** WRITTEN TASK **
Render only the lines of the data below that run from the line containing "of the turbulent" through the line containing "of the leafy" as a numbered list, leaving out any blank lines.

** INFORMATION SHOWN **

☆ ☆ ☆ ☆ ☆ ☆ ☆

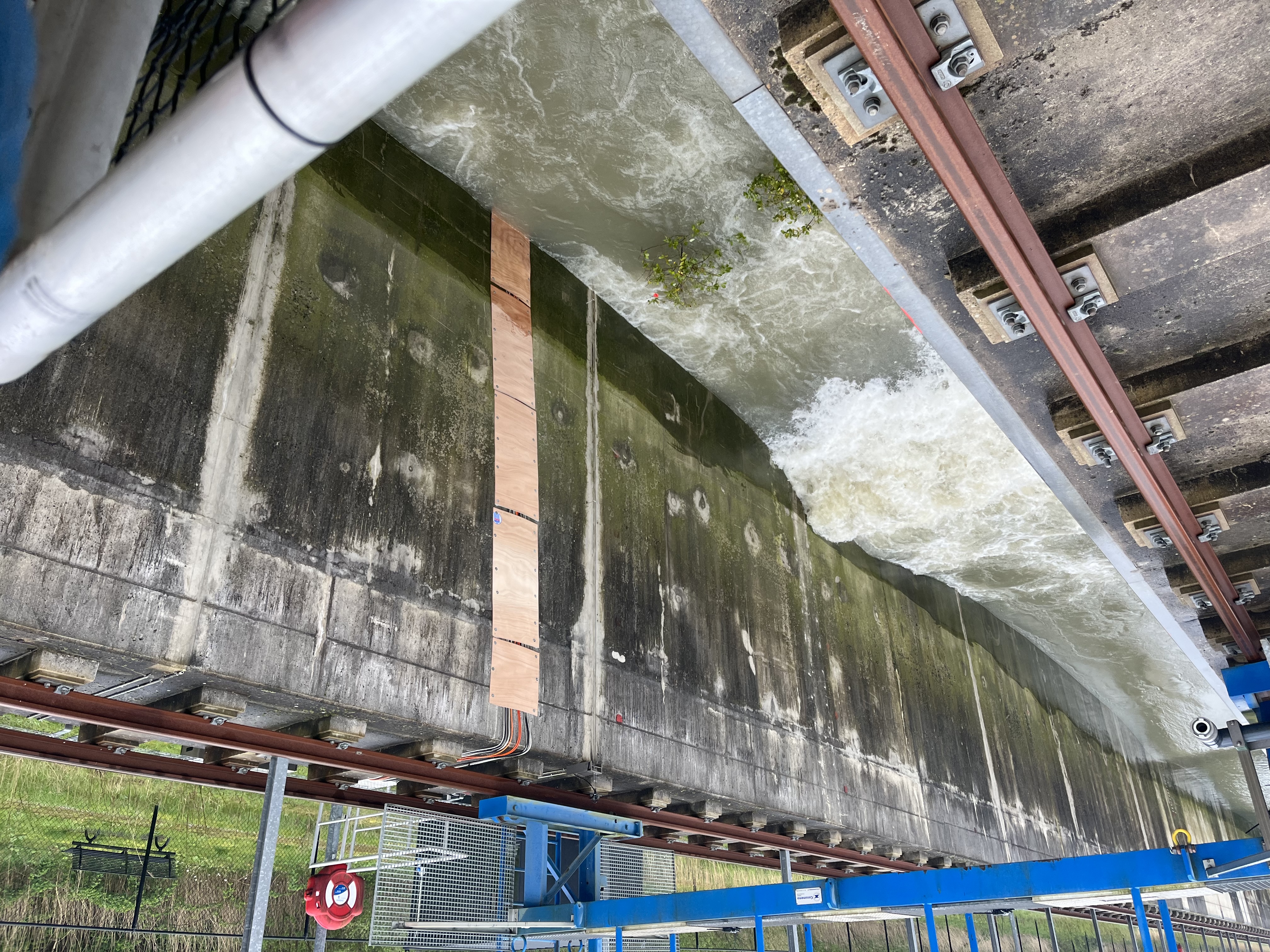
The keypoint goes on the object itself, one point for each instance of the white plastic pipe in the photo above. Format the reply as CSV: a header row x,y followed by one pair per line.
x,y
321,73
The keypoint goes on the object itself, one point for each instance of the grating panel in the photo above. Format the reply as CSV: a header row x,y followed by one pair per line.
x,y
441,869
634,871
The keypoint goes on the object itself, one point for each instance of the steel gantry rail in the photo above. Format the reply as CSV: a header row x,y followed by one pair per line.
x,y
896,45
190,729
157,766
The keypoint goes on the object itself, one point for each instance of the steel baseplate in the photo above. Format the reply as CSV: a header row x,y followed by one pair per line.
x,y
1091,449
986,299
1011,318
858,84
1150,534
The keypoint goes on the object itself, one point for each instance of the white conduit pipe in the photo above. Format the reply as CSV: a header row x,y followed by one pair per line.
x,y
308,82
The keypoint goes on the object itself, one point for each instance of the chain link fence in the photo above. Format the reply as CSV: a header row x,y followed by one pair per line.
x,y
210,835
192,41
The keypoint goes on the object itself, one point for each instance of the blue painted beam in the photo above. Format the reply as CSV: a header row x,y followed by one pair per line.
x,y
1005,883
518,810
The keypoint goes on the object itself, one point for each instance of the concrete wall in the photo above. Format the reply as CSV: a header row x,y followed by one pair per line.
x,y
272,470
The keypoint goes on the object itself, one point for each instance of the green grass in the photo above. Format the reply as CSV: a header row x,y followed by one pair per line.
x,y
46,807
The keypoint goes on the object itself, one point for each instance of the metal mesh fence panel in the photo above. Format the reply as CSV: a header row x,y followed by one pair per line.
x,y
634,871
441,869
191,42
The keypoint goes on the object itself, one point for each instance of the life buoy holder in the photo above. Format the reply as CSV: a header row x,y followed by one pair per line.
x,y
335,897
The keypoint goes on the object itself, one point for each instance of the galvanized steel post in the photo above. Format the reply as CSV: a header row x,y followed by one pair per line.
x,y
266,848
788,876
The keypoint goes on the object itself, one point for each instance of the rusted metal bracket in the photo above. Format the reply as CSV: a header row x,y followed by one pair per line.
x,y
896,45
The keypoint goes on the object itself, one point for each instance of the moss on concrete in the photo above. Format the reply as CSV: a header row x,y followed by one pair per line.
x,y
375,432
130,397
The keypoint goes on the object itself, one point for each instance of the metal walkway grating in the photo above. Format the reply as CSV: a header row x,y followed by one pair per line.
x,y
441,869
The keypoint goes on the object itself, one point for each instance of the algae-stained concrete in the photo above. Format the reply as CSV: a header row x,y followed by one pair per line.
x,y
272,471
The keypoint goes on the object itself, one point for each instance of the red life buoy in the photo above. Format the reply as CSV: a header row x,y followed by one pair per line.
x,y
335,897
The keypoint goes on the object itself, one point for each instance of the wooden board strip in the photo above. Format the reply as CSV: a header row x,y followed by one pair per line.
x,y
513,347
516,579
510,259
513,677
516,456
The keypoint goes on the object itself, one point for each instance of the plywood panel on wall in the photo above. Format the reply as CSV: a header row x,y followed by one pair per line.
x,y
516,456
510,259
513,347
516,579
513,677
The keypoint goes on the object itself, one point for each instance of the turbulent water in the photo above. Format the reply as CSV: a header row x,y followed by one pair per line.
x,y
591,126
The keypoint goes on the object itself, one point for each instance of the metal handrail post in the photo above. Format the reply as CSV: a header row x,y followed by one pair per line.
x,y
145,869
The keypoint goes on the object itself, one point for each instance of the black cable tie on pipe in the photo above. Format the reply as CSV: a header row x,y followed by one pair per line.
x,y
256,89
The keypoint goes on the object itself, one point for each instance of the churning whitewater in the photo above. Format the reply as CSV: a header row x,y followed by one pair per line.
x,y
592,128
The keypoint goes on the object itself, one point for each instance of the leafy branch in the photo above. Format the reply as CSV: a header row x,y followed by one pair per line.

☆ ☆ ☆ ☆ ☆ ☆ ☆

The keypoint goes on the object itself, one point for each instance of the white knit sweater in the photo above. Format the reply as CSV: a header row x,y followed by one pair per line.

☆ ☆ ☆ ☆ ☆ ☆ ☆

** SOLVED PROBLEM **
1. The keypoint goes on the object itself, one point for each instance of the turbulent water in the photo above. Format the reply as CSV: a header row x,y followed by one pair per line.
2. x,y
3. 591,126
4. The keypoint goes on the object itself, one point for each instance of the metal handrail post in the photo above. Format the reply as CSV: a header row x,y followed by one pair per line.
5. x,y
6. 145,869
7. The keypoint goes on the object itself, one point for each instance of the black cable tie on pipe in the photo above. Format the reply as CSV: a header row x,y followed by one pair per line.
8. x,y
9. 256,89
10. The keypoint goes on the object itself, one point for each instance of the churning whitewater in the photo above. Format the reply as CSV: a header row x,y followed by one pair per line.
11. x,y
12. 592,128
13. The keypoint goes on the object itself, one point for each instance of the leafy branch in the photo above. Format the reply as CSV: a header row x,y followed by one pair per line.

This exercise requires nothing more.